___ Data lines

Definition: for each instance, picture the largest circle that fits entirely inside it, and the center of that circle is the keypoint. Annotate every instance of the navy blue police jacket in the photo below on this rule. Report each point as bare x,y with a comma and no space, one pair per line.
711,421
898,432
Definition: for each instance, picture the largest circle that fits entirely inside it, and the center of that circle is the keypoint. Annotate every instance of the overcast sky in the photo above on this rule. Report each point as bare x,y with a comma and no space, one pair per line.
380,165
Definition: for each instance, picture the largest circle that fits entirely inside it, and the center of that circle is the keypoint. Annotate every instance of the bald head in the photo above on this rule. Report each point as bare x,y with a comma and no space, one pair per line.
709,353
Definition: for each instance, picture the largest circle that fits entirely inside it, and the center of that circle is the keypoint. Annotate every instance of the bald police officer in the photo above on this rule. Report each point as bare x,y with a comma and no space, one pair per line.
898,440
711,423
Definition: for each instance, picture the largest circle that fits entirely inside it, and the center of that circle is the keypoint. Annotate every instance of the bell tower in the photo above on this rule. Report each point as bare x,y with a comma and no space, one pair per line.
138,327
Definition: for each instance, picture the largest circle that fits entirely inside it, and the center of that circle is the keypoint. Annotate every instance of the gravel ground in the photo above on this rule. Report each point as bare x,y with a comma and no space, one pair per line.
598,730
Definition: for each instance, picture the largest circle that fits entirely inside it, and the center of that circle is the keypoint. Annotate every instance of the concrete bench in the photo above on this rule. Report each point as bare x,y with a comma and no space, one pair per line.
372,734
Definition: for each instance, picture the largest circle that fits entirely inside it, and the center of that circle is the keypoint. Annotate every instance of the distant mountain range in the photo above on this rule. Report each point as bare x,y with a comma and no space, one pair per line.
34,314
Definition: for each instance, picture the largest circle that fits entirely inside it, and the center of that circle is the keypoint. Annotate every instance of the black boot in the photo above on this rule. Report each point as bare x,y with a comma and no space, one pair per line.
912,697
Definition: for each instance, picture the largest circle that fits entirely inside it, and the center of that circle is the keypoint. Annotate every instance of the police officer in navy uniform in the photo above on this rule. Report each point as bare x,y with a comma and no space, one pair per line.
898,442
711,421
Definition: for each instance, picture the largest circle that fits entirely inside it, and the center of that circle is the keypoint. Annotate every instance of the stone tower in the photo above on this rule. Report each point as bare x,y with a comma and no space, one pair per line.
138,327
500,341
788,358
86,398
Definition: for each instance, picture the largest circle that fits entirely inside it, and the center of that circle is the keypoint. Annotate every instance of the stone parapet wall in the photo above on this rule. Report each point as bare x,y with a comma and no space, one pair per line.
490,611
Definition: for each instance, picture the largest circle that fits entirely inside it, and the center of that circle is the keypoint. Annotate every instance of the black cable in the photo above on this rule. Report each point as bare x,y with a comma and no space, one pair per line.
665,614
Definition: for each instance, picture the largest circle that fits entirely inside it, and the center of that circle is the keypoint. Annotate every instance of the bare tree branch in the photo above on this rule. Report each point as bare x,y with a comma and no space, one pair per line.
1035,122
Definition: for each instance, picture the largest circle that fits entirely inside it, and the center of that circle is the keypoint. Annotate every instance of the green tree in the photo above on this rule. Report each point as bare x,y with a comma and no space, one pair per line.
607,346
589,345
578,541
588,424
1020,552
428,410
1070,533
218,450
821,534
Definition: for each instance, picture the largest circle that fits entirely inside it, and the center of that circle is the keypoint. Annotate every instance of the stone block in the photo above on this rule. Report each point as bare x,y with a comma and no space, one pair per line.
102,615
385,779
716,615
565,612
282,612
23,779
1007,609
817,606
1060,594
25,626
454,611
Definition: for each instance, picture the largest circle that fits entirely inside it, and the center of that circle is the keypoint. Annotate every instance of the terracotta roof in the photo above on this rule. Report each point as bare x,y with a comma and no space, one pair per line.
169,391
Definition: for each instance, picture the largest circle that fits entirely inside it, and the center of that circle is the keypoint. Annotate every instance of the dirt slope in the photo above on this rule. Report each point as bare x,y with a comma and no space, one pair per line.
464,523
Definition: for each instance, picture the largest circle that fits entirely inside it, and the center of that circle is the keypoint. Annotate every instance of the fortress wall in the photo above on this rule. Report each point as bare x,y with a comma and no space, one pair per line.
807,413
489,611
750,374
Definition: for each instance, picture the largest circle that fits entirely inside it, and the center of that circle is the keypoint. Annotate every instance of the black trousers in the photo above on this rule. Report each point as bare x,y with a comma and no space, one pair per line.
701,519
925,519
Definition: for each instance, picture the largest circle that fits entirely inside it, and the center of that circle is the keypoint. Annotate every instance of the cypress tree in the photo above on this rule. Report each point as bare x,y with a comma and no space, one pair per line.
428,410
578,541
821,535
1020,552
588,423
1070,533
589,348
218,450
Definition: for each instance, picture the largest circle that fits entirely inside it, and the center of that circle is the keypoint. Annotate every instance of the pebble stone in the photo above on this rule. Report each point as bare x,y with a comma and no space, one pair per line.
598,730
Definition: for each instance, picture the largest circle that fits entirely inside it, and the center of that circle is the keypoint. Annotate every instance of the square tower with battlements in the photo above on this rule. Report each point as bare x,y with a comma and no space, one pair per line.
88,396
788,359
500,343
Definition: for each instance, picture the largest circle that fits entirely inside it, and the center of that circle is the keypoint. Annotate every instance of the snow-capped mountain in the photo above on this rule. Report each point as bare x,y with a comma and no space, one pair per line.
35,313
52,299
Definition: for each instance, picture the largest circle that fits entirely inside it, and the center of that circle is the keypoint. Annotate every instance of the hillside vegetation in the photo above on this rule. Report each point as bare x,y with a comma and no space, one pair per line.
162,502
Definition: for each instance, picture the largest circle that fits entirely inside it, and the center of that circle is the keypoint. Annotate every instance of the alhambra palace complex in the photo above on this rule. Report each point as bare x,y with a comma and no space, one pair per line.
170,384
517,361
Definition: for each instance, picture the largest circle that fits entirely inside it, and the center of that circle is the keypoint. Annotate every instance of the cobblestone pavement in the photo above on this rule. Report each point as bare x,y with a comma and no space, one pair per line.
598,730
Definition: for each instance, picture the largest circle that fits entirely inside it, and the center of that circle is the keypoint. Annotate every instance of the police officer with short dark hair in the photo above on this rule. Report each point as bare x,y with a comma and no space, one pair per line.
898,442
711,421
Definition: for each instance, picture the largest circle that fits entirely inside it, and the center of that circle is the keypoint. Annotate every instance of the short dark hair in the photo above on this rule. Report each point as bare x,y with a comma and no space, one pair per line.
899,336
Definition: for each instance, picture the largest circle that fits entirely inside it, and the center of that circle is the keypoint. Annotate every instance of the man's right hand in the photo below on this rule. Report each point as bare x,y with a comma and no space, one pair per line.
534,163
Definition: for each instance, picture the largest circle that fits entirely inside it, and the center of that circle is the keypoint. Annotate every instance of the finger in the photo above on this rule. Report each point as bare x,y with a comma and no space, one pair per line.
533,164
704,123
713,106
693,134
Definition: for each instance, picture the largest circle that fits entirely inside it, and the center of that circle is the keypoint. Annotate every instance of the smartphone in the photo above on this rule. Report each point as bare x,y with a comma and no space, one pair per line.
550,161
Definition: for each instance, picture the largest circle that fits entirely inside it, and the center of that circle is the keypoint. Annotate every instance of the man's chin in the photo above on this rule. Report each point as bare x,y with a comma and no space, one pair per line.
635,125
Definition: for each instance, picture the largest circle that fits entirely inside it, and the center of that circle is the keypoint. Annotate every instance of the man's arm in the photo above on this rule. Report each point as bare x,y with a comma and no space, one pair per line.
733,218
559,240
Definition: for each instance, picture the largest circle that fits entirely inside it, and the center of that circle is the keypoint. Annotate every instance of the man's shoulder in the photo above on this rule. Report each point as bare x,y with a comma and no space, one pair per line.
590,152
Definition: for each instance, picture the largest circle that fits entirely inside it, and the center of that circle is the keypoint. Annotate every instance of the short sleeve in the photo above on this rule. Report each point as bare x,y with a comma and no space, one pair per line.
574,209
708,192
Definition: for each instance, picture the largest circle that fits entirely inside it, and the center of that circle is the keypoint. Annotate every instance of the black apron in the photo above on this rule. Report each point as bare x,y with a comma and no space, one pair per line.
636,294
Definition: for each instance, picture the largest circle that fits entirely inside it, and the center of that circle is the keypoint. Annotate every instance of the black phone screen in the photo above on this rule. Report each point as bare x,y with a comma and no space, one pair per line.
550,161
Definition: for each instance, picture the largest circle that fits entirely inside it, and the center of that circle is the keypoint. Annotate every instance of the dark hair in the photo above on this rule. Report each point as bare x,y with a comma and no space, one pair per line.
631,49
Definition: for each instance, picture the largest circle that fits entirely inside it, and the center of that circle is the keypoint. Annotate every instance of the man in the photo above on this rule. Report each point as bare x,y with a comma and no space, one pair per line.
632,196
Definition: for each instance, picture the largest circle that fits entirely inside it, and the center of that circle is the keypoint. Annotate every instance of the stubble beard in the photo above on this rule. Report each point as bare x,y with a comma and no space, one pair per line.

______

- Challenge -
From the line with "the short sleeve" to the last line of the material, give every line again exactly, and only those lines.

- Correct result -
Definition: for each instance, picture the largest circle that fits entirely inside it, and the center of that circle is the keypoint. Annotate every instance of the short sleeve in the photo above on this rule. Report each point as bare x,y with a comma and no space, one pair per line.
574,209
708,192
Definition: for each instance, picture the largest circle that fits entirely inside it, and the center of that circle is the keypoint. Annotate every instance of the black apron in the photo above on this rule. Report each point as bare x,y with a comma and no space, one pair per line.
636,294
Definition: for each instance, picture the largest circle that fits entirely inside it, and the center of that circle is the keypoint. Annotate every instance of the black phone screen in the photo above on this rule. Report each point as bare x,y with a comma and no space, one pair per line.
550,161
Definition: for each instance, picture the largest circle that fits entirely inside it, and the center of that circle is the keypoint. Annotate every instance of the dark hair in the photo above on this rule. Report each point as bare x,y with a comma and no space, one pair per line.
631,49
Definition: for each instance, picture the largest circle that fits entirely inside it, and the center of that circle is the keypoint. Annotate every instance of the man in the photo above on this rule. Report each point as bare x,y with a comma and no space, one pair per line.
632,196
Definition: for each instance, picture the largest circle that fits entirely inside it, and the center of that circle is the keypoint. Annotate every instance of the stubble beard in the photo above on this rule. Report each point as bare x,y with a comma and no space, one pair per line.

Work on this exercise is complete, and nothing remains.